=== Document section ===
- - - - - - -

# Newbie



## Adv3ntur3 (Aug 5, 2013)

Can someone tell me about Ajijic? Stores, events, crime, entertainment, expat community, real estate? We are hoping to live in that area and need to know as much as we can gather. for example, according to Numbeo, it is the cheapest city on the lake. Why? Is there something wrong with it? I am American, my wife is Brit/Canadian, about to become American. She is looking for a bridge club, I am looking for a place to do woodworking. We are both rather advanced party animals. Feel free to answer any and all questions and add anything you'd like. Thanks

MJ


----------



## TundraGreen (Jul 15, 2010)

Adv3ntur3 said:


> Can someone tell me about Ajijic? Stores, events, crime, entertainment, expat community, real estate? We are hoping to live in that area and need to know as much as we can gather. for example, according to Numbeo, it is the cheapest city on the lake. Why? Is there something wrong with it? I am American, my wife is Brit/Canadian, about to become American. She is looking for a bridge club, I am looking for a place to do woodworking. We are both rather advanced party animals. Feel free to answer any and all questions and add anything you'd like. Thanks
> 
> MJ


I believe it is probably the most expensive city on Lake Chapala since it has the most foreigners living there. Does Numbeo rate any other city near Lake Chapala? As far as night life, most of the foreigners seem to go home around 9 pm. After that the bars fill up with locals. I don't know if that is good, bad or indifferent. It is based on one night's experience, someone who lives there can provide a better appraisal. A bigger city is probably a better choice for night life. A bridge club is probably easy to find. Woodworking you can do anywhere can't you?

Have you ever visited? If not, that might be a good plan before even thinking about relocating.


----------



## sparks (Jun 17, 2007)

Both Chapala an Jocotepec are cheaper than Ajijic. However if you want to be a "advanced party animal" in English you'd better pay up for Ajijic so you can walk home when necessary. Driving at night, especially after partying, is not advised


----------



## Adv3ntur3 (Aug 5, 2013)

*Thanks*

This is great info.

Yes, we hope to visit quite soon as our timetable is tight. Sadly we already paid for a vacation this month. Do you guys have a preference of cities or areas to live? We like seclusion, but we are a bit tired here in Thornburg with having to drive half an hour to get anywhere. So I guess we are looking for a balance. 

Are there expats in all the cities around the lake?

Do the farmers markets have fresh stuff year round?

Are there groups of expats that get together to socialize?

As for parties, we like to entertain. But if you can't drive home, you don't go home. We're big believers in taking the keys.

Of the two replies we got; are you home owners? What is the tax structure like?

Thanks again for the answers. I hope you have the patience to carry me here for a while.

MJ


----------



## Adv3ntur3 (Aug 5, 2013)

- - - - - - -

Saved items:

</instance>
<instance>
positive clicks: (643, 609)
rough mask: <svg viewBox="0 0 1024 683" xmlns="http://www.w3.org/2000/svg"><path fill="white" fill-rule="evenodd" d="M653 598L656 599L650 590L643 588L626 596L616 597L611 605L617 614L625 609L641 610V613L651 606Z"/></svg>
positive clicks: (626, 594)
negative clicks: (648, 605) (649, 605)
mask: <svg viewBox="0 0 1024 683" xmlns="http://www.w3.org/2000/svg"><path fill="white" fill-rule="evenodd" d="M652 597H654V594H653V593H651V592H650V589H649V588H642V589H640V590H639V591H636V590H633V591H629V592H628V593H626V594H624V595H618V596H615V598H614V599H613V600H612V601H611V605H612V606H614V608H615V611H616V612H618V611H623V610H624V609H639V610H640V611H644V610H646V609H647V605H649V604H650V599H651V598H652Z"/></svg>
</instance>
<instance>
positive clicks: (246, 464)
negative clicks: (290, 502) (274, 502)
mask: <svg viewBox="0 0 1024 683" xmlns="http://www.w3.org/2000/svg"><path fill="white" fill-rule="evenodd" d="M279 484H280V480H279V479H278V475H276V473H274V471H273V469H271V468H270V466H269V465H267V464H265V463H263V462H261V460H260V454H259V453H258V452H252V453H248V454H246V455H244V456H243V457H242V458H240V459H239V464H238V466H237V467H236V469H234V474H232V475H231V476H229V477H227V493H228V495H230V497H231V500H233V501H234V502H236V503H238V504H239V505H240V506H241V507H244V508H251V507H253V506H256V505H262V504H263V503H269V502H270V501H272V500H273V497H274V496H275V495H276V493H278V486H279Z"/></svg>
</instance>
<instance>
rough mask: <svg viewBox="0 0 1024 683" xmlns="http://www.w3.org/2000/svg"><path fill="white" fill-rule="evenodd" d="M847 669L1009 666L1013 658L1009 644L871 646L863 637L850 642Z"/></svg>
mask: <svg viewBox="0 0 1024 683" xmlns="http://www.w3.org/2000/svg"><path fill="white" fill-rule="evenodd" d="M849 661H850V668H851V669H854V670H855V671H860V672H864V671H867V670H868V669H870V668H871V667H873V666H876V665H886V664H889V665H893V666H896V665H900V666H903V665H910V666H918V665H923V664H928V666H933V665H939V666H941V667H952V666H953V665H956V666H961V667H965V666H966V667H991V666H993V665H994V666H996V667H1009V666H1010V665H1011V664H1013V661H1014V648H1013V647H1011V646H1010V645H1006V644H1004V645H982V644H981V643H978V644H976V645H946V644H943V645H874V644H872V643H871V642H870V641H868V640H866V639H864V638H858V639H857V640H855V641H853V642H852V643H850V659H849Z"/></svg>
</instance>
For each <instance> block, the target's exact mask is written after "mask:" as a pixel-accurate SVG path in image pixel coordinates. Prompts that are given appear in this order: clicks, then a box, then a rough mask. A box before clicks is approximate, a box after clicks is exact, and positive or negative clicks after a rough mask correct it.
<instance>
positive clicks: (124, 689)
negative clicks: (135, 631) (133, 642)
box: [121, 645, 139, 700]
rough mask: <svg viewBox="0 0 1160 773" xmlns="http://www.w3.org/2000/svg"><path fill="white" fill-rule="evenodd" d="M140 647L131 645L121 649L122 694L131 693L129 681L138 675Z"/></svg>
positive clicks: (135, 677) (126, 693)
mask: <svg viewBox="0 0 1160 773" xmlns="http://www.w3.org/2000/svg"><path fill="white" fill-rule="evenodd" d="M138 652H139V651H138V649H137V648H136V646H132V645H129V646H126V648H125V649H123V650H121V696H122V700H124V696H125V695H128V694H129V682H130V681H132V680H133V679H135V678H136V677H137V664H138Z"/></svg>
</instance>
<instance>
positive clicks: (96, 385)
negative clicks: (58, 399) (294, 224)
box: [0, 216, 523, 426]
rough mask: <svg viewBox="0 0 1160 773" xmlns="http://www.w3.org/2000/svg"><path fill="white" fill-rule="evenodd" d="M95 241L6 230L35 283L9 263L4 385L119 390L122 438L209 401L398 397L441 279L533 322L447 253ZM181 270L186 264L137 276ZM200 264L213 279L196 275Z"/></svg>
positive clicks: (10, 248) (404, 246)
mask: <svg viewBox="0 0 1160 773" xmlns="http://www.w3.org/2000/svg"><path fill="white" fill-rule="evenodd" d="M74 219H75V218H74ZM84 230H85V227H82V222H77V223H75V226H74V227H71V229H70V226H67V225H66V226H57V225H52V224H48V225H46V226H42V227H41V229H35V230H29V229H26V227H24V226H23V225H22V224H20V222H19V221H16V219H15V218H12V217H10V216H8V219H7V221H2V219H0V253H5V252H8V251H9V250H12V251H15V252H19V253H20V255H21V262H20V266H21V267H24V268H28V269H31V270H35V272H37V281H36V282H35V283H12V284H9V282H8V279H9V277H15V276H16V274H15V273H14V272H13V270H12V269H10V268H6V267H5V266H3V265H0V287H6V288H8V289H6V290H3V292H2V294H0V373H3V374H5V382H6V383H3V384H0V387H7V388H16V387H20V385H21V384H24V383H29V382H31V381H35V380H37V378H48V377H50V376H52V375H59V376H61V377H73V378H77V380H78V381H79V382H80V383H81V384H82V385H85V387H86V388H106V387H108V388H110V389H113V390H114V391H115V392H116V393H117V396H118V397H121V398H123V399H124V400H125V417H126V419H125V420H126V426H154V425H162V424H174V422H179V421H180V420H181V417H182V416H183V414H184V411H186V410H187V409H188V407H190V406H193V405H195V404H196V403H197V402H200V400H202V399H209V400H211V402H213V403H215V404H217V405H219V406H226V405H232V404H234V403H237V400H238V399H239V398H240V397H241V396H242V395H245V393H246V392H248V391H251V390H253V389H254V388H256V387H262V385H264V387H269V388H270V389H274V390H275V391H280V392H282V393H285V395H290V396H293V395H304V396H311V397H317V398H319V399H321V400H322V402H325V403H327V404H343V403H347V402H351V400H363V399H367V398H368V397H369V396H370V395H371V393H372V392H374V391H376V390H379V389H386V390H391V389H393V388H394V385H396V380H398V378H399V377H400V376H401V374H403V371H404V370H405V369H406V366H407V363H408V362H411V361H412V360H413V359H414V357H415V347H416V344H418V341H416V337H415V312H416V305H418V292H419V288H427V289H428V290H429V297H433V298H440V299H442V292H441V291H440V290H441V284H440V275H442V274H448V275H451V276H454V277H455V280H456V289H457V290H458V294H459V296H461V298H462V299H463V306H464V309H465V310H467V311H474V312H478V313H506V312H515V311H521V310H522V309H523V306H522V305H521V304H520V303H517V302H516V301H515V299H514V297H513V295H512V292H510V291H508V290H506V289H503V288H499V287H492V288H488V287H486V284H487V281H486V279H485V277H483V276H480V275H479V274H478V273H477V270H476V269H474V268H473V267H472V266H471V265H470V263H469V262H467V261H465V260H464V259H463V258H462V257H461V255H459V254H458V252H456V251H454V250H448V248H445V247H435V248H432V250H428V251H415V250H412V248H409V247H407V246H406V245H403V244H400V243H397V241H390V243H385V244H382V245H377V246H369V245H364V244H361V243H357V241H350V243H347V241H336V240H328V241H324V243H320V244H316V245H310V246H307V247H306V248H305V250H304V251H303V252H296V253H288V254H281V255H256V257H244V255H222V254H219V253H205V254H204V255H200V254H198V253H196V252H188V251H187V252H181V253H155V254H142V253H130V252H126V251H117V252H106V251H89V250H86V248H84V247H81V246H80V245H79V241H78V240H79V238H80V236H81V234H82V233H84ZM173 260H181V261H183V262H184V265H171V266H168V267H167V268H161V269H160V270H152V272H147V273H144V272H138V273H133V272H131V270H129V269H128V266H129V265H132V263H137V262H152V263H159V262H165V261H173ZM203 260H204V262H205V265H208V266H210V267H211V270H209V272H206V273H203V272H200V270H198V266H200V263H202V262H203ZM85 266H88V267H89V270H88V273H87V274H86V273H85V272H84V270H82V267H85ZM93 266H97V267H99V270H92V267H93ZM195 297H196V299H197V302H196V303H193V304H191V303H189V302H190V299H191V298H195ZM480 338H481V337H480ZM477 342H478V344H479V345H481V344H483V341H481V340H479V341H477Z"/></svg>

- - - - - - -

=== Problems to solve ===
a: Reproduce part of the Ajijic forum thread word for word, starting with "Are there expats" and going on through "together to socialize?".
b: Answer these questions using the Ajijic forum thread:
(i) Which place does the first post say Numbeo lists as the cheapest city on the lake?
(ii) Around what time does TundraGreen say most of the foreigners go home at night?
(iii) Which two places does sparks name as cheaper than Ajijic?
The data above comes from a separate source.

=== Task-by-task solutions ===
a:
Are there expats in all the cities around the lake?

Do the farmers markets have fresh stuff year round?

Are there groups of expats that get together to socialize?

b:
(i) Ajijic
(ii) Around 9 pm
(iii) Chapala and Jocotepec